• **Exercise directions**
Could you print every record below exactly as it appears?

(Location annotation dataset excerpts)
-=-=-
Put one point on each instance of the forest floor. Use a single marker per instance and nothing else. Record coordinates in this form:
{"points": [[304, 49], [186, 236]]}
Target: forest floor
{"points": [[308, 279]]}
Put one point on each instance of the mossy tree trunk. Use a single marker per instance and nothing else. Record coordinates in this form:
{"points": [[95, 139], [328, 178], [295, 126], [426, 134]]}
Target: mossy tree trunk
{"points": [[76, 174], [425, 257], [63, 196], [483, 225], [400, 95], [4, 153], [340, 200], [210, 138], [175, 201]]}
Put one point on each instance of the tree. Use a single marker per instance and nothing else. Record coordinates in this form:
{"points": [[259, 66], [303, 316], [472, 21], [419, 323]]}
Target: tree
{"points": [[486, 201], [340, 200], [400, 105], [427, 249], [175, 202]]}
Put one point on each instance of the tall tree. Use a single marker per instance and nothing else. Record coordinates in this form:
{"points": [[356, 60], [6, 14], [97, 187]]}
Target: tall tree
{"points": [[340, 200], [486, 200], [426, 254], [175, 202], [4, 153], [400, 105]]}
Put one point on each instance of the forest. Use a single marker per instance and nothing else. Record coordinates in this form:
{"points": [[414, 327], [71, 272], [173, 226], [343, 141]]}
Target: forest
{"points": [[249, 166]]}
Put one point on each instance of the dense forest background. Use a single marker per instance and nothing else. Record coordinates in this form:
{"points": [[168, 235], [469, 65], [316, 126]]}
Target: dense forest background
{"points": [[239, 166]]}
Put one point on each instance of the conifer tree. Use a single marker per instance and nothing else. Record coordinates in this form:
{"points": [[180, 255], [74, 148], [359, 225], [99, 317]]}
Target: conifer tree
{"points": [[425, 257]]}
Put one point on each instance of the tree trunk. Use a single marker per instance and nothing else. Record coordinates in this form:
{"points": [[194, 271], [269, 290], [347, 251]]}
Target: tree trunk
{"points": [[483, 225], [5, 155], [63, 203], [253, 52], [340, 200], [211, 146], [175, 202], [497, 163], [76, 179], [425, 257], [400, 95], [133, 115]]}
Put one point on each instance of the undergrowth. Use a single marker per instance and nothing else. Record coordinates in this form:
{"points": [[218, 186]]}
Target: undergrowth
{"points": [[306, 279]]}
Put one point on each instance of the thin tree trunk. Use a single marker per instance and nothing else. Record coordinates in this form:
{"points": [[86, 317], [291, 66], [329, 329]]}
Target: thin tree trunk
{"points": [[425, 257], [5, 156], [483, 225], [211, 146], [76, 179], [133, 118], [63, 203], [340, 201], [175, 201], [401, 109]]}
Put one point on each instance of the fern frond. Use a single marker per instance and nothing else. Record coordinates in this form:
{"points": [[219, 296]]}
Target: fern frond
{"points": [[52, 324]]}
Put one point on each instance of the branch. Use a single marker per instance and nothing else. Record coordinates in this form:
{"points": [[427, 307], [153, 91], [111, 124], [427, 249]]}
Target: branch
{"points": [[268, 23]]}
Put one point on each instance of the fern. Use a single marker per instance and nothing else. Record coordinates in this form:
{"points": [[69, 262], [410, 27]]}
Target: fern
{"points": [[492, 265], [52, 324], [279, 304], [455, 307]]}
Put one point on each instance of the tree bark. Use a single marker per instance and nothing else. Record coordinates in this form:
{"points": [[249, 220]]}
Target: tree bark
-=-=-
• **Response below**
Put one point on each instance of the forest floor. Use a single marker per instance and nothing else. Record coordinates in this form:
{"points": [[304, 49], [186, 236]]}
Target: forest floor
{"points": [[308, 279]]}
Put one point on each instance of the mossy tree trunk. Use a single marker per instance and nothing else. Record coordinates in this form:
{"points": [[95, 139], [328, 178], [295, 126], [426, 134]]}
Target: mossy tree trunk
{"points": [[76, 174], [425, 257], [63, 196], [483, 225], [400, 95], [4, 153], [340, 200], [210, 138], [175, 201]]}
Put one point on each instance of the tree. Use a single marker per instance and nothing else. Record coordinates in this form:
{"points": [[259, 66], [303, 316], [472, 21], [419, 323]]}
Target: tree
{"points": [[486, 201], [340, 200], [400, 105], [427, 249], [175, 202]]}
Put one point on each instance of the tall tree. Use a single marker per instance and nothing else. Record coordinates in this form:
{"points": [[356, 60], [6, 14], [97, 187]]}
Target: tall tree
{"points": [[340, 200], [486, 200], [426, 254], [175, 202], [4, 153], [400, 105]]}
Put one point on each instance of the forest. Use a single marker per instance and nothing else. Record coordinates in this form:
{"points": [[414, 327], [71, 272], [173, 226], [343, 141]]}
Target: forest
{"points": [[249, 166]]}
Put one point on each instance of the dense forest background. Use a single marker per instance and nothing else. Record coordinates in this form:
{"points": [[168, 235], [469, 65], [316, 126]]}
Target: dense forest background
{"points": [[239, 166]]}
Put one point on each instance of the conifer tree. Use a single marker per instance and nothing else. Record coordinates in this form:
{"points": [[180, 255], [74, 148], [359, 225], [99, 317]]}
Target: conifer tree
{"points": [[425, 257]]}
Put one point on each instance of the tree trunk. Use a single marker per instance and nothing else. Record coordinates in this form:
{"points": [[194, 271], [269, 290], [347, 251]]}
Target: tree trunk
{"points": [[483, 225], [5, 155], [63, 203], [253, 52], [340, 200], [211, 146], [175, 202], [497, 163], [76, 179], [425, 257], [400, 95], [133, 115]]}
Put one point on each instance of the undergrowth. Use a single marker per instance and nothing else. Record coordinates in this form:
{"points": [[218, 186]]}
Target: undergrowth
{"points": [[306, 279]]}
Put one point on each instance of the thin tree trunk. Use a single marker per instance and nothing else. Record coordinates in this form:
{"points": [[86, 317], [291, 66], [329, 329]]}
Target: thin tree trunk
{"points": [[425, 257], [5, 156], [483, 225], [211, 146], [76, 179], [133, 118], [63, 203], [340, 201], [175, 201], [401, 109]]}
Put one point on each instance of the fern frond. Use a single marker per instance and nothing else. Record coordinates in this form:
{"points": [[219, 296]]}
Target: fern frond
{"points": [[52, 324]]}
Put one point on each instance of the branch. Use a single marker per instance and nothing else. Record coordinates in this form:
{"points": [[427, 307], [153, 91], [111, 124], [427, 249]]}
Target: branch
{"points": [[268, 23]]}
Put one point on each instance of the fern. Use a single marker per instance and nothing else. Record coordinates in this form:
{"points": [[69, 262], [410, 27]]}
Target: fern
{"points": [[492, 265], [52, 324], [279, 304], [455, 307]]}
Put one point on each instance of the tree bark. Use a single marker per instance and nothing else. Record coordinates in this form:
{"points": [[249, 220]]}
Target: tree bark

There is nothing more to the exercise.